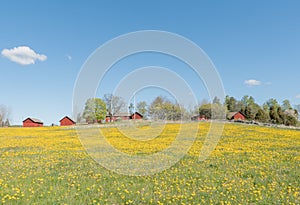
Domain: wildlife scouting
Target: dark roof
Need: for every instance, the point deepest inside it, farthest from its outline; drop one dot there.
(67, 118)
(33, 120)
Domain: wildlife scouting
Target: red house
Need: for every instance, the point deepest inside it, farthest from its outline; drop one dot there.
(66, 121)
(32, 122)
(236, 116)
(136, 116)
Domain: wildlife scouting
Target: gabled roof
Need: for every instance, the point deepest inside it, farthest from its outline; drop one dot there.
(232, 114)
(137, 113)
(67, 118)
(120, 115)
(33, 120)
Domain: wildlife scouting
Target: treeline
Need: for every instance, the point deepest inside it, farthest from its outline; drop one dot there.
(161, 108)
(96, 109)
(270, 112)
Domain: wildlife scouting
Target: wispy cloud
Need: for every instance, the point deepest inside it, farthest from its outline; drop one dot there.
(252, 82)
(23, 55)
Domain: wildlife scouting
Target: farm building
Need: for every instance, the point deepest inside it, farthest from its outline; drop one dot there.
(124, 116)
(235, 116)
(66, 121)
(117, 117)
(136, 116)
(198, 118)
(32, 122)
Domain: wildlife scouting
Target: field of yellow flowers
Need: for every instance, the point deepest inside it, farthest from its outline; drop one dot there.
(250, 165)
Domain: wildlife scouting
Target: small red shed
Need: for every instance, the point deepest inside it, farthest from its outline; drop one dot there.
(236, 116)
(136, 116)
(32, 122)
(66, 121)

——————————

## WHAT IS NEEDED
Please state the number of lines above that hold the string "Target", with nothing else added.

## SOLUTION FOR THIS EXERCISE
8